=== Passage ===

GRI 103-1, GRI 103-2, GRI 103-3, GRI 303-1, GRI 303-2, GRI 303-3, GRI 306-1, GRI 306-5

Water is an extremely precious resource – not only as drinking water, but also as a raw material, solvent and coolant in many technical and chemical processes. At WACKER, we use water sparingly and protect natural water resources. We always purify our wastewater as effectively as possible and recycle the water by means of cycles in our production. We make sure that this multiple use does not increase energy consumption or otherwise negatively impact the environment.

We use the Global Water Tool© (GWT) developed by the World Business Council for Sustainable Development (WBCSD) to analyze the annual relative water stress index of the countries in which our main global production sites are located. This assessment has been conducted since 2012, based on analyses using the water stress index developed by the Water Systems Analysis Group of the University of New Hampshire, USA. This index provides information on the relationship between water consumption and the availability of renewable fresh water. The outcome of the analysis is that our most important production sites are located in regions with a low relative water stress index. These regions account for more than 97 percent of our annual water use and over 90 percent of our production volume. Production sites in countries for which no GWT-based water stress index information is available account for less than 0.5 percent of our water use.

===

Written task a
Quote the part of the listing that opens with its first line and closes with the line containing "75 305 L 77", copying every line word for word.

=== Dataset content ===

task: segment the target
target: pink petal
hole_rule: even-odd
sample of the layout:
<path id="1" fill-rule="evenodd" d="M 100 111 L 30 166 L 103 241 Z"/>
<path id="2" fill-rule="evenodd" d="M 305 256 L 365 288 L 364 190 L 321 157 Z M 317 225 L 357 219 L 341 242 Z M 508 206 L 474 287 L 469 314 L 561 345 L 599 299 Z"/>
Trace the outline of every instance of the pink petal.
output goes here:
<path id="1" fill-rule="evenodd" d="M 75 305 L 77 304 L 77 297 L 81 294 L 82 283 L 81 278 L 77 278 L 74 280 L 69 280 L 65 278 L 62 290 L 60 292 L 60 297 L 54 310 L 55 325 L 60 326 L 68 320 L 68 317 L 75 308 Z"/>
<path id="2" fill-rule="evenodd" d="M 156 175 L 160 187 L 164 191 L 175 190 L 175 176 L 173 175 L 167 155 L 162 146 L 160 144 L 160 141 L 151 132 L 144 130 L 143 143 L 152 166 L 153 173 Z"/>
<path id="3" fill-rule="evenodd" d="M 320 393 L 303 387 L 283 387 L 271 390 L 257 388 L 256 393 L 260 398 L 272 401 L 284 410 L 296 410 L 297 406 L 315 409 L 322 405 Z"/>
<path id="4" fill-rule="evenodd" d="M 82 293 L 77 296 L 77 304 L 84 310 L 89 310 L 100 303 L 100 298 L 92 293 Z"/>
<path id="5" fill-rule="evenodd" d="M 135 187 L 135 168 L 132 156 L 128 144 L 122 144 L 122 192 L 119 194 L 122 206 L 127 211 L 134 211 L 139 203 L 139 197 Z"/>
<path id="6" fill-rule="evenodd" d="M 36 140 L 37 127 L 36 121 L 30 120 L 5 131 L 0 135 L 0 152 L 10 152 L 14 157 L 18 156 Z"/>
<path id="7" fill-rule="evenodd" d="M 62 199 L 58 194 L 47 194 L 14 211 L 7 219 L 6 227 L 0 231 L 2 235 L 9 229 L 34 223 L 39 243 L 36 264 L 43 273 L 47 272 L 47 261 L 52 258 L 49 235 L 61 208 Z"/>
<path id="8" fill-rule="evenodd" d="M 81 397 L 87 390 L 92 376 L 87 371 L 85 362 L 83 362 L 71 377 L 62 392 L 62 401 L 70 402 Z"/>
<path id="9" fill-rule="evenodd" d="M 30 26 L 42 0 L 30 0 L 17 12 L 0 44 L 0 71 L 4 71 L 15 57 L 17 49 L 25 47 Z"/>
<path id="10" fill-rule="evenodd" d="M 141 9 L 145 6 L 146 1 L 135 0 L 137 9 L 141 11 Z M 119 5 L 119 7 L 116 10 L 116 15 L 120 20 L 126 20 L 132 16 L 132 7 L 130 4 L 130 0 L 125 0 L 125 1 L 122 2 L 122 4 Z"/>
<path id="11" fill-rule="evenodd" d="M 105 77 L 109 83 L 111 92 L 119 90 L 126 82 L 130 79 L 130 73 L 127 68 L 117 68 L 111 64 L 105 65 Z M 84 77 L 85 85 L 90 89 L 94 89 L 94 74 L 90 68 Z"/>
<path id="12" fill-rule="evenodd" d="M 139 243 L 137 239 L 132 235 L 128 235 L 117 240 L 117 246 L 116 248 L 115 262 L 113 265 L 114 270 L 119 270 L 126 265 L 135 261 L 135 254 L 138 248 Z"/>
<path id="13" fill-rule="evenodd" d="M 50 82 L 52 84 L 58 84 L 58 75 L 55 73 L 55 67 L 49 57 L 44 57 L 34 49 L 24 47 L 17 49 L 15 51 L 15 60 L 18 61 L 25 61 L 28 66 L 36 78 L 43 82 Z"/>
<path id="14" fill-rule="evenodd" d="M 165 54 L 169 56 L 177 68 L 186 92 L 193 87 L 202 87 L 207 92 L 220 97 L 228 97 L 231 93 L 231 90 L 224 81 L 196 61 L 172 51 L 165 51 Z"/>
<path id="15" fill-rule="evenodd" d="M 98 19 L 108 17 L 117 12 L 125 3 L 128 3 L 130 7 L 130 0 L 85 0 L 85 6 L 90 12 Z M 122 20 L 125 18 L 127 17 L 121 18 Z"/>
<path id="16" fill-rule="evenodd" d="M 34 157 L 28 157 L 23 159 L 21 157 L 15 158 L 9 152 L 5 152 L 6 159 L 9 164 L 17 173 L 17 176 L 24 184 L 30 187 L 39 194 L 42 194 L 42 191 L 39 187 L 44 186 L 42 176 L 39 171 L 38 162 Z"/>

===

Written task b
Print, word for word, the part of the passage on water use that opens with the words "Water is an" and closes with "impact the environment.".

Worked answer a
task: segment the target
target: pink petal
hole_rule: even-odd
sample of the layout:
<path id="1" fill-rule="evenodd" d="M 100 111 L 30 166 L 103 241 Z"/>
<path id="2" fill-rule="evenodd" d="M 305 256 L 365 288 L 364 190 L 321 157 Z M 317 225 L 357 219 L 341 242 Z M 508 206 L 474 287 L 469 314 L 561 345 L 599 299 Z"/>
Trace the outline of every instance of the pink petal.
output goes here:
<path id="1" fill-rule="evenodd" d="M 75 305 L 77 304 L 77 297 L 81 294 L 82 283 L 81 278 L 77 278 L 74 280 L 69 280 L 65 278 L 62 290 L 60 292 L 60 297 L 54 310 L 55 325 L 60 326 L 68 320 L 68 317 L 75 308 Z"/>

Worked answer b
Water is an extremely precious resource – not only as drinking water, but also as a raw material, solvent and coolant in many technical and chemical processes. At WACKER, we use water sparingly and protect natural water resources. We always purify our wastewater as effectively as possible and recycle the water by means of cycles in our production. We make sure that this multiple use does not increase energy consumption or otherwise negatively impact the environment.